▸ **Stated exercise**:
Give back exactly the lines that run from the line containing "phrase -- fingernail" through the end of the listing below. Leave out every other line.

Excerpt from a dataset
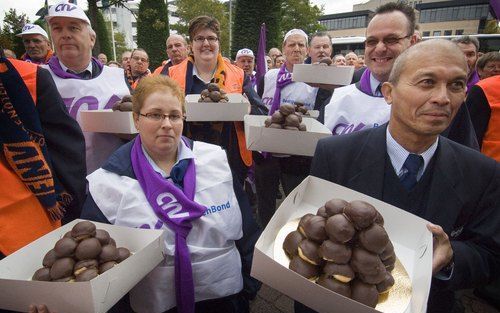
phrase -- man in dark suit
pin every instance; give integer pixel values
(408, 164)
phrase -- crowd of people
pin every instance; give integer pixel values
(418, 127)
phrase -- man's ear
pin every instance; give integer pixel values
(386, 90)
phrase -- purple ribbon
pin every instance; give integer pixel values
(55, 66)
(176, 213)
(284, 78)
(365, 85)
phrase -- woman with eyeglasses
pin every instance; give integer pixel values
(163, 180)
(206, 65)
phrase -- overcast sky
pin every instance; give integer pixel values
(30, 7)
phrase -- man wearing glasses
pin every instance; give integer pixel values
(361, 105)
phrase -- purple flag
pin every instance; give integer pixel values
(495, 7)
(261, 54)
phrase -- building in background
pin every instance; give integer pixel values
(436, 18)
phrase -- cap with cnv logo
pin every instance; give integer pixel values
(66, 9)
(33, 29)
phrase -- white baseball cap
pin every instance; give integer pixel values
(245, 53)
(30, 29)
(296, 31)
(66, 9)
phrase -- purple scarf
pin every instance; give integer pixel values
(284, 78)
(365, 85)
(177, 212)
(55, 66)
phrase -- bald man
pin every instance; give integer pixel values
(424, 95)
(177, 51)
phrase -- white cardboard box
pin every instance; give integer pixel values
(261, 138)
(18, 291)
(234, 110)
(412, 242)
(107, 121)
(320, 74)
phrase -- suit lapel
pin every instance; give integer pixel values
(369, 177)
(445, 202)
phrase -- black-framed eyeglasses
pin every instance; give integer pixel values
(388, 41)
(210, 39)
(157, 117)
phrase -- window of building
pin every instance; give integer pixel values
(464, 12)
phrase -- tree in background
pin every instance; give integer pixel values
(249, 15)
(12, 25)
(152, 30)
(189, 9)
(300, 14)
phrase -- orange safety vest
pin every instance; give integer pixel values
(22, 218)
(491, 139)
(232, 84)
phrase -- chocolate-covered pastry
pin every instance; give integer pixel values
(215, 96)
(62, 268)
(361, 213)
(87, 275)
(335, 206)
(291, 243)
(49, 258)
(42, 274)
(339, 228)
(123, 253)
(213, 87)
(302, 221)
(364, 293)
(304, 268)
(102, 236)
(374, 238)
(293, 120)
(277, 117)
(308, 251)
(322, 212)
(366, 262)
(65, 247)
(84, 265)
(373, 279)
(89, 248)
(386, 284)
(314, 228)
(287, 109)
(82, 230)
(335, 285)
(106, 266)
(335, 252)
(108, 253)
(341, 272)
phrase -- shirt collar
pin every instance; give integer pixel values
(374, 84)
(183, 152)
(65, 68)
(195, 73)
(398, 154)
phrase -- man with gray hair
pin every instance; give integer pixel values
(470, 47)
(406, 163)
(83, 82)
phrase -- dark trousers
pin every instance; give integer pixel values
(291, 171)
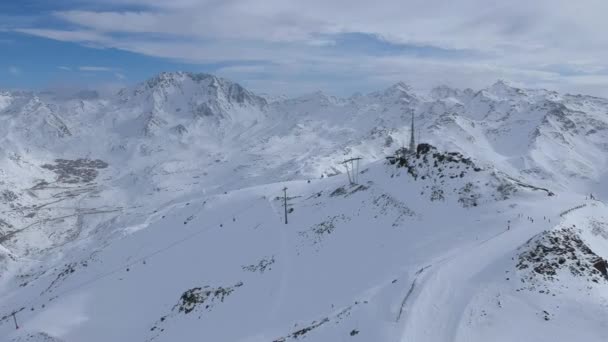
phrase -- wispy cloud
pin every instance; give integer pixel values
(95, 68)
(465, 42)
(15, 71)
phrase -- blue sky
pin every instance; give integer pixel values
(297, 46)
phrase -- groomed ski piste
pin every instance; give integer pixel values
(413, 252)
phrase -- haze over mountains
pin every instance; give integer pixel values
(130, 205)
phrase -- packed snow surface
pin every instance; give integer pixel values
(157, 214)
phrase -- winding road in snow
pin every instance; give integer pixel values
(435, 309)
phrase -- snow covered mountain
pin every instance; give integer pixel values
(155, 215)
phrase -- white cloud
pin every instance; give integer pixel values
(525, 41)
(95, 68)
(13, 70)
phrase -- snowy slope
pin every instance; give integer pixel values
(154, 215)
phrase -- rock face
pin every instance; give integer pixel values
(556, 254)
(451, 174)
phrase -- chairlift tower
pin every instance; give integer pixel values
(352, 169)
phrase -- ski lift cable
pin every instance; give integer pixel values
(123, 266)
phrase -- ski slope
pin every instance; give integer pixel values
(157, 215)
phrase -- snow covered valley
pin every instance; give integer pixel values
(157, 215)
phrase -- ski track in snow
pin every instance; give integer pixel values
(436, 311)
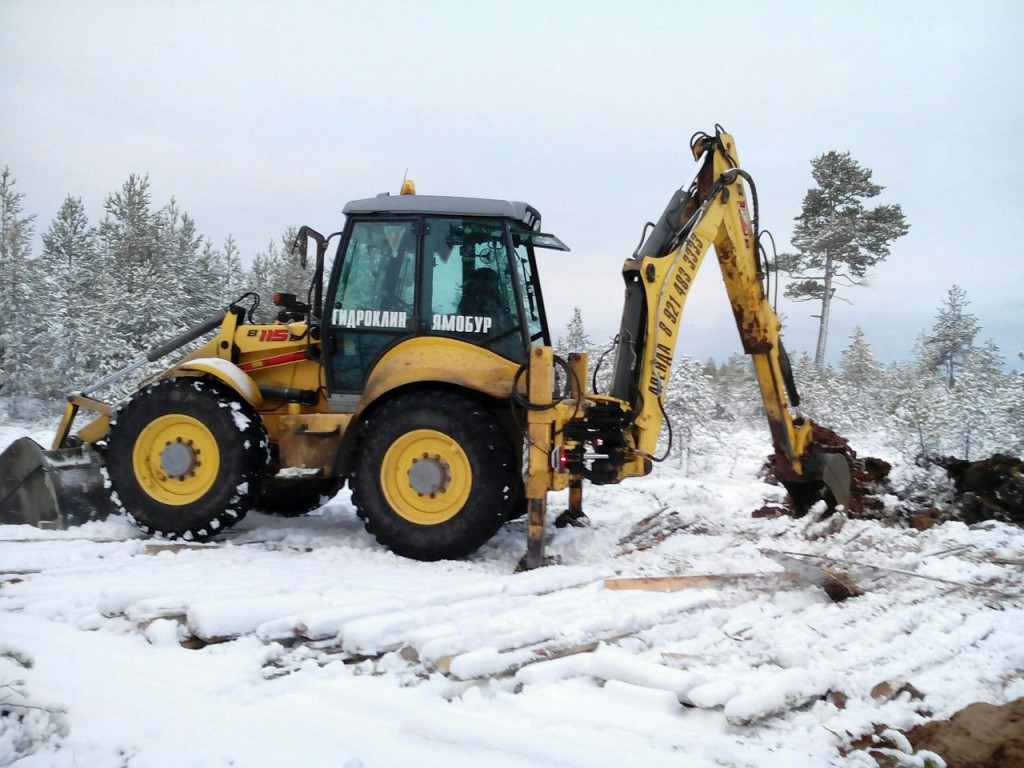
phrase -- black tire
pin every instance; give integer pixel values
(185, 457)
(434, 476)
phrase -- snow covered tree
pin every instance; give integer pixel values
(920, 412)
(735, 390)
(837, 239)
(690, 407)
(17, 275)
(136, 291)
(859, 384)
(70, 255)
(980, 404)
(951, 339)
(577, 339)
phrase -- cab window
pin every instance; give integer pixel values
(470, 285)
(373, 302)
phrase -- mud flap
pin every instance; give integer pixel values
(51, 488)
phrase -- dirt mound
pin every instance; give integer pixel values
(981, 735)
(868, 479)
(991, 488)
(988, 489)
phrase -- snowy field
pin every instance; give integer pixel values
(303, 642)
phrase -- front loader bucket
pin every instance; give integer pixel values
(51, 488)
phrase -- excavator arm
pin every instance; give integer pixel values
(715, 210)
(606, 438)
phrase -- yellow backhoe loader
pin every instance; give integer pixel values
(420, 371)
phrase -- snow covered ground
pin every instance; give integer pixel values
(303, 642)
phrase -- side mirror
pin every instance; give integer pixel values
(307, 241)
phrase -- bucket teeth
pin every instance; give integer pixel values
(51, 488)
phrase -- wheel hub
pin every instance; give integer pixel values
(429, 475)
(179, 459)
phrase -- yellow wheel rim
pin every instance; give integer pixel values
(176, 459)
(426, 477)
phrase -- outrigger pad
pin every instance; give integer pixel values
(51, 488)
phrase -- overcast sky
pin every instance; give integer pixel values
(257, 116)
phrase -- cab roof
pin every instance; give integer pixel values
(444, 205)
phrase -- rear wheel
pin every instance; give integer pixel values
(184, 458)
(434, 475)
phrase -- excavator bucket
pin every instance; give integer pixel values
(836, 475)
(51, 488)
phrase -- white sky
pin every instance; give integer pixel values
(257, 116)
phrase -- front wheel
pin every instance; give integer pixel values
(185, 457)
(434, 476)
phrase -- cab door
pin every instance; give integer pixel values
(373, 303)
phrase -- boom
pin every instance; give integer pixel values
(606, 438)
(714, 210)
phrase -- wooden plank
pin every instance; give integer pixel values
(675, 584)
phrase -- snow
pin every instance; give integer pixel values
(301, 641)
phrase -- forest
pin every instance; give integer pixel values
(98, 294)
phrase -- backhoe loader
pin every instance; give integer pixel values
(419, 370)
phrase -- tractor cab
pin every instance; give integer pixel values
(418, 265)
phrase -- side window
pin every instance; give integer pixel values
(470, 285)
(530, 297)
(373, 303)
(378, 274)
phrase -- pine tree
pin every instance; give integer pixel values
(690, 407)
(979, 406)
(837, 239)
(136, 289)
(69, 250)
(577, 339)
(952, 336)
(920, 412)
(17, 275)
(858, 384)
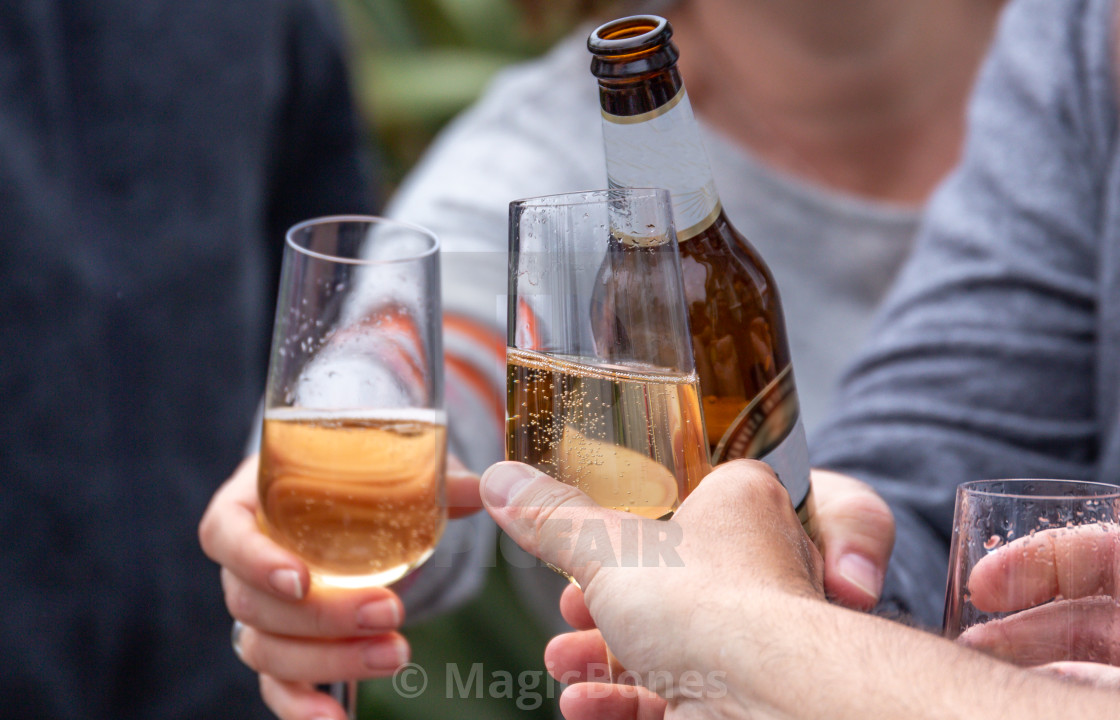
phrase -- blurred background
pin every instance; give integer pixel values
(416, 64)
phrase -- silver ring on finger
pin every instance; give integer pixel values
(235, 633)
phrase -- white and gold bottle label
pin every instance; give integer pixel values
(662, 148)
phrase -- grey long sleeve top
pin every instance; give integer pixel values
(997, 353)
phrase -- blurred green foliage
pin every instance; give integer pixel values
(417, 63)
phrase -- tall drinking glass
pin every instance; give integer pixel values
(1033, 570)
(354, 437)
(603, 389)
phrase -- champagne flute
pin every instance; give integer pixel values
(354, 439)
(603, 391)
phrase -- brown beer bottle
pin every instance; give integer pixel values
(738, 334)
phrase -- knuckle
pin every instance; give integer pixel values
(540, 512)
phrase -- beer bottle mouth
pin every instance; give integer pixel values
(628, 35)
(630, 46)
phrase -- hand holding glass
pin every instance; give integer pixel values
(354, 438)
(603, 389)
(1033, 570)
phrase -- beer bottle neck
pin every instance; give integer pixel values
(652, 140)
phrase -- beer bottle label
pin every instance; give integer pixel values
(662, 148)
(771, 430)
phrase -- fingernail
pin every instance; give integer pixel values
(861, 572)
(287, 583)
(503, 480)
(380, 615)
(385, 655)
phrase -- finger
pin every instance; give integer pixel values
(231, 536)
(297, 660)
(544, 516)
(855, 532)
(324, 614)
(578, 657)
(1069, 562)
(1097, 674)
(462, 489)
(1082, 629)
(574, 608)
(298, 701)
(743, 499)
(599, 701)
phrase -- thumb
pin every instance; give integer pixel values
(552, 521)
(855, 532)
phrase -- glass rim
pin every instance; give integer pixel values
(1091, 488)
(586, 197)
(366, 220)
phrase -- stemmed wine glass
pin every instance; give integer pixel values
(603, 391)
(354, 439)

▸ **Written response**:
phrase -- fingernail
pin every instance; give integer pixel values
(861, 572)
(287, 583)
(503, 480)
(380, 615)
(385, 655)
phrase -- finger
pin every instance; give integer pixel values
(231, 536)
(297, 660)
(544, 516)
(855, 532)
(324, 614)
(578, 657)
(1069, 562)
(1097, 674)
(462, 489)
(1082, 629)
(574, 608)
(298, 701)
(743, 499)
(599, 701)
phrase -- thumb
pin every instance; give integer pixel values
(552, 521)
(855, 532)
phrase -- glass rim
pin every instance; give integer pixel values
(1091, 488)
(586, 197)
(366, 220)
phrase -- stemmed wine glass
pin every instance; give integer pixel values
(603, 391)
(354, 439)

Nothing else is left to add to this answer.